KDHE said renewal applications submitted by the deadline allowed members to retain eligibility while the renewal was processed, but the state has been instructed to sever eligibility for people who didn’t submit renewals on time. Families or persons losing KanCare eligibility for procedural issues have been given an additional 30 days to complete the application and, if approved, would have benefits backdated to address the coverage gap.
“I know there’s a gap in coverage and that’s stressful for the families,” Osterlund said. “I’m not minimizing that, but we do kind of provide this second chance, if you will, to go ahead and get that review in and be able to have their eligibility backdated.”
Osterlund said the volume of calls received by KDHE’s help line exceeded the agency’s projections by about 2,000 calls per day. She said the number of calls climbed from 19,000 in April to more than 37,000 in May and June. The response time at outset of unwinding in April was 43 minutes and more than half of callers chose to hang up.
KDHE’s call center contractor gradually reduced the call-waiting time to 12 minutes and the level of call abandonment to 16% in July by adding staff, changing work schedules and allowing for overtime.
KDHE was surprised by the slow pace at which the agency’s Medicaid renewal notices were moved by the U.S. Postal Service to Kansans and how much time it took for applications to be returned once placed in the postal system. In the past, KDHE said, it might take two or three days for a KanCare client’s letter to reach Topeka.
KDHE discovered it was taking up to 10 days for mail to reach an applicant and another 10 days for mailed responses to reach clearinghouse staff in Topeka, which left applicants only 10 days during the original window to submit paperwork.
KDHE responded by pausing Medicaid discontinuances and expanded the period allotted for applicants to receive and return necessary documents, Osterlund said.
She said KDHE also encountered an increase in the proportion of applicants who didn’t sign paperwork in compliance with federal regulations. Unsigned applications must be sent back by KDHE to the family.

══════

Copy the passage on KanCare renewals word for word, from start to finish. The entries that come next are separate material, unrelated to the passage on KanCare renewals.

══════

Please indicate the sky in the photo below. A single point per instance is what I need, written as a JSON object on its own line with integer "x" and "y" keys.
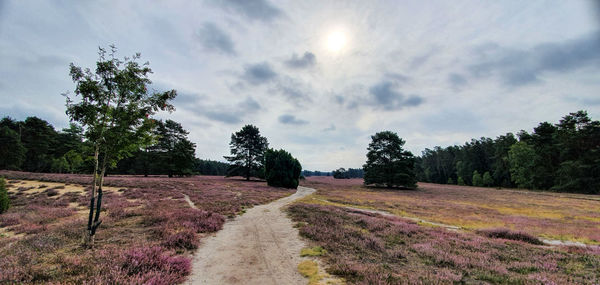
{"x": 318, "y": 78}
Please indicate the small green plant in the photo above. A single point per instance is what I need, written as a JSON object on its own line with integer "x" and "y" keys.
{"x": 4, "y": 200}
{"x": 313, "y": 251}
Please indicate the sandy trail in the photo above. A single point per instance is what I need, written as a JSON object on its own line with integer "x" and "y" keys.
{"x": 258, "y": 247}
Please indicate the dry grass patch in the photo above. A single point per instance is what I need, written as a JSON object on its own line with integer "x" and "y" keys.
{"x": 574, "y": 216}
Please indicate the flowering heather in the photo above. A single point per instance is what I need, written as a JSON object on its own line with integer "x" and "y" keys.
{"x": 147, "y": 233}
{"x": 563, "y": 216}
{"x": 374, "y": 249}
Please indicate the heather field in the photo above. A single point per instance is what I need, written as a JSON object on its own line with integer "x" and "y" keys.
{"x": 559, "y": 216}
{"x": 497, "y": 241}
{"x": 147, "y": 236}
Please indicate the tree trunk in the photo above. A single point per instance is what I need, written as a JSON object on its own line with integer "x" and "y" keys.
{"x": 89, "y": 238}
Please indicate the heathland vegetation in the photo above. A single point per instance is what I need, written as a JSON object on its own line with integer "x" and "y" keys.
{"x": 381, "y": 229}
{"x": 561, "y": 157}
{"x": 449, "y": 234}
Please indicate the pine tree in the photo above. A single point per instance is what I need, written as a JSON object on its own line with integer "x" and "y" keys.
{"x": 281, "y": 169}
{"x": 247, "y": 153}
{"x": 388, "y": 164}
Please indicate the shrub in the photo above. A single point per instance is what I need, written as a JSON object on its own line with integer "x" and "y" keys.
{"x": 477, "y": 180}
{"x": 508, "y": 234}
{"x": 281, "y": 169}
{"x": 186, "y": 239}
{"x": 4, "y": 200}
{"x": 487, "y": 179}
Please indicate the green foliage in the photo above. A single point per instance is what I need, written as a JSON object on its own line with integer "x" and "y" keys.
{"x": 12, "y": 152}
{"x": 247, "y": 153}
{"x": 487, "y": 179}
{"x": 210, "y": 167}
{"x": 74, "y": 161}
{"x": 388, "y": 164}
{"x": 113, "y": 106}
{"x": 281, "y": 169}
{"x": 34, "y": 145}
{"x": 477, "y": 180}
{"x": 39, "y": 138}
{"x": 342, "y": 173}
{"x": 521, "y": 157}
{"x": 4, "y": 200}
{"x": 174, "y": 151}
{"x": 563, "y": 157}
{"x": 59, "y": 165}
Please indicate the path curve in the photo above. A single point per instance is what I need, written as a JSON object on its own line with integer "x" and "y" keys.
{"x": 258, "y": 247}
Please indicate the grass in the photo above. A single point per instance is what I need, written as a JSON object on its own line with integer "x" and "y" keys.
{"x": 313, "y": 251}
{"x": 147, "y": 236}
{"x": 310, "y": 270}
{"x": 374, "y": 249}
{"x": 493, "y": 246}
{"x": 573, "y": 216}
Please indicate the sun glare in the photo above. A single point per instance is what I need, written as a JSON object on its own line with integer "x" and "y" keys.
{"x": 336, "y": 41}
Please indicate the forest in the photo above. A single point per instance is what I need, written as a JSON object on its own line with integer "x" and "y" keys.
{"x": 560, "y": 157}
{"x": 34, "y": 145}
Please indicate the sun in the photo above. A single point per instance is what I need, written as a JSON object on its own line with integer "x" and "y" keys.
{"x": 336, "y": 41}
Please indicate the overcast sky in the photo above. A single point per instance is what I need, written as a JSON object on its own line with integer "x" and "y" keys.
{"x": 319, "y": 77}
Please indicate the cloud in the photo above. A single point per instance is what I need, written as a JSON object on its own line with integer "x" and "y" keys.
{"x": 331, "y": 128}
{"x": 291, "y": 120}
{"x": 420, "y": 60}
{"x": 258, "y": 73}
{"x": 307, "y": 60}
{"x": 397, "y": 77}
{"x": 261, "y": 10}
{"x": 456, "y": 80}
{"x": 518, "y": 67}
{"x": 385, "y": 96}
{"x": 293, "y": 90}
{"x": 215, "y": 39}
{"x": 224, "y": 113}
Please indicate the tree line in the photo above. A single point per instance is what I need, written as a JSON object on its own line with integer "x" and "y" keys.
{"x": 252, "y": 157}
{"x": 561, "y": 157}
{"x": 34, "y": 145}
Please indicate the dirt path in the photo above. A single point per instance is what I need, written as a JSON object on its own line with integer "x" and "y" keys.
{"x": 258, "y": 247}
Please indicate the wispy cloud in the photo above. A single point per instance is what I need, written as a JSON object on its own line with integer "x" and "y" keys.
{"x": 214, "y": 39}
{"x": 261, "y": 10}
{"x": 291, "y": 120}
{"x": 258, "y": 73}
{"x": 517, "y": 67}
{"x": 305, "y": 61}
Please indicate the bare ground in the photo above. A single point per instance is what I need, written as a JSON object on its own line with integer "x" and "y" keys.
{"x": 258, "y": 247}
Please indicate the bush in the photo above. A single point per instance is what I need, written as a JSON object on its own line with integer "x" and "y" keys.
{"x": 281, "y": 169}
{"x": 487, "y": 179}
{"x": 508, "y": 234}
{"x": 477, "y": 180}
{"x": 4, "y": 201}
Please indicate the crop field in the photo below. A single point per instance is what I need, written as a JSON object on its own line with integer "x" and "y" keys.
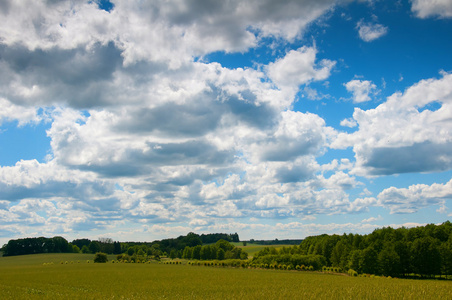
{"x": 35, "y": 277}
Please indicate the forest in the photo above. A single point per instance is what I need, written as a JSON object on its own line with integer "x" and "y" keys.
{"x": 424, "y": 251}
{"x": 403, "y": 252}
{"x": 173, "y": 247}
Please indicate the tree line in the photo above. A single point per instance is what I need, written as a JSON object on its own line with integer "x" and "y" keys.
{"x": 172, "y": 247}
{"x": 402, "y": 252}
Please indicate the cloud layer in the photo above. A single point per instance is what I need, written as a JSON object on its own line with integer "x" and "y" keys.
{"x": 146, "y": 136}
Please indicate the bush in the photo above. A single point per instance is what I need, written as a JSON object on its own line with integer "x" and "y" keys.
{"x": 100, "y": 257}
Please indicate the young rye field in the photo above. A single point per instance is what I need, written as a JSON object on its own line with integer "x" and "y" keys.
{"x": 26, "y": 277}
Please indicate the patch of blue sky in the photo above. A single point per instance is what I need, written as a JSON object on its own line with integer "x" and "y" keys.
{"x": 23, "y": 143}
{"x": 106, "y": 5}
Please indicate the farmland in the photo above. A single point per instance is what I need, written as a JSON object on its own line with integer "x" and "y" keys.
{"x": 70, "y": 276}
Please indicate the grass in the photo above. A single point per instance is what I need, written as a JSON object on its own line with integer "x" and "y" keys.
{"x": 26, "y": 277}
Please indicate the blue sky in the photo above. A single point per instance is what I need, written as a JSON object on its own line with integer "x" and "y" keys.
{"x": 145, "y": 120}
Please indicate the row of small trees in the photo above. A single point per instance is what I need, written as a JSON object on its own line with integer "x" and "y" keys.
{"x": 426, "y": 251}
{"x": 220, "y": 250}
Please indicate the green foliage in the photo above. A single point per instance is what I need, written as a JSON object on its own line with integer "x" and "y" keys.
{"x": 386, "y": 251}
{"x": 75, "y": 249}
{"x": 100, "y": 257}
{"x": 94, "y": 247}
{"x": 56, "y": 244}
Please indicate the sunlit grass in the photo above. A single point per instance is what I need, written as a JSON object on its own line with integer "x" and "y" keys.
{"x": 31, "y": 279}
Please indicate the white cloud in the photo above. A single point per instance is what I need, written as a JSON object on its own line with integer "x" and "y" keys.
{"x": 432, "y": 8}
{"x": 348, "y": 123}
{"x": 12, "y": 112}
{"x": 415, "y": 197}
{"x": 299, "y": 67}
{"x": 372, "y": 219}
{"x": 396, "y": 136}
{"x": 369, "y": 31}
{"x": 361, "y": 90}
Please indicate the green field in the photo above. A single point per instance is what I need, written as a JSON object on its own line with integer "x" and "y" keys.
{"x": 25, "y": 277}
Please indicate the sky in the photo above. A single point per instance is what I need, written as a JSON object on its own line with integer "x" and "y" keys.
{"x": 143, "y": 120}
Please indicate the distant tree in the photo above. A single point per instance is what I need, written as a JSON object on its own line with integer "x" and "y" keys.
{"x": 389, "y": 262}
{"x": 197, "y": 252}
{"x": 220, "y": 254}
{"x": 225, "y": 245}
{"x": 426, "y": 256}
{"x": 85, "y": 249}
{"x": 187, "y": 254}
{"x": 116, "y": 248}
{"x": 446, "y": 257}
{"x": 368, "y": 263}
{"x": 81, "y": 242}
{"x": 94, "y": 247}
{"x": 75, "y": 249}
{"x": 100, "y": 257}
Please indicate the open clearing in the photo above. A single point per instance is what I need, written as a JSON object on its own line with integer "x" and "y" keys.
{"x": 26, "y": 277}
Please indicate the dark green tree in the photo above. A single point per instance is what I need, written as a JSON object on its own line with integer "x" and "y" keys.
{"x": 100, "y": 257}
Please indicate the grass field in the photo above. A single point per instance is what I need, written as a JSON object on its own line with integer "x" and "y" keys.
{"x": 25, "y": 277}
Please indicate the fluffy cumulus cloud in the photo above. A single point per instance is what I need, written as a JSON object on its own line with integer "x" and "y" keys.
{"x": 143, "y": 131}
{"x": 361, "y": 89}
{"x": 406, "y": 133}
{"x": 149, "y": 139}
{"x": 370, "y": 31}
{"x": 432, "y": 8}
{"x": 415, "y": 197}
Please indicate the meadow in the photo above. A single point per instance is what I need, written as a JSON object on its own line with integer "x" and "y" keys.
{"x": 63, "y": 276}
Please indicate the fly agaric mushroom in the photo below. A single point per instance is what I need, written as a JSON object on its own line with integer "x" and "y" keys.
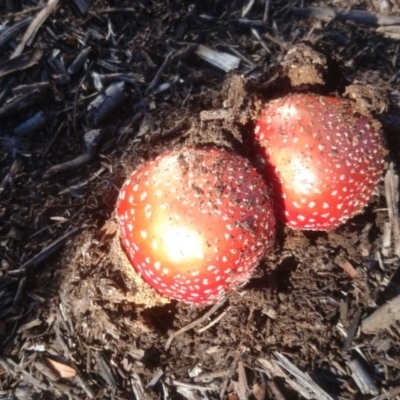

══════

# Written solution
KDHE said renewal applications submitted by the deadline allowed members to retain eligibility while the renewal was processed, but the state has been instructed to sever eligibility for people who didn’t submit renewals on time. Families or persons losing KanCare eligibility for procedural issues have been given an additional 30 days to complete the application and, if approved, would have benefits backdated to address the coverage gap.
“I know there’s a gap in coverage and that’s stressful for the families,” Osterlund said. “I’m not minimizing that, but we do kind of provide this second chance, if you will, to go ahead and get that review in and be able to have their eligibility backdated.”
Osterlund said the volume of calls received by KDHE’s help line exceeded the agency’s projections by about 2,000 calls per day. She said the number of calls climbed from 19,000 in April to more than 37,000 in May and June. The response time at outset of unwinding in April was 43 minutes and more than half of callers chose to hang up.
KDHE’s call center contractor gradually reduced the call-waiting time to 12 minutes and the level of call abandonment to 16% in July by adding staff, changing work schedules and allowing for overtime.
KDHE was surprised by the slow pace at which the agency’s Medicaid renewal notices were moved by the U.S. Postal Service to Kansans and how much time it took for applications to be returned once placed in the postal system. In the past, KDHE said, it might take two or three days for a KanCare client’s letter to reach Topeka.
KDHE discovered it was taking up to 10 days for mail to reach an applicant and another 10 days for mailed responses to reach clearinghouse staff in Topeka, which left applicants only 10 days during the original window to submit paperwork.
KDHE responded by pausing Medicaid discontinuances and expanded the period allotted for applicants to receive and return necessary documents, Osterlund said.
She said KDHE also encountered an increase in the proportion of applicants who didn’t sign paperwork in compliance with federal regulations. Unsigned applications must be sent back by KDHE to the family.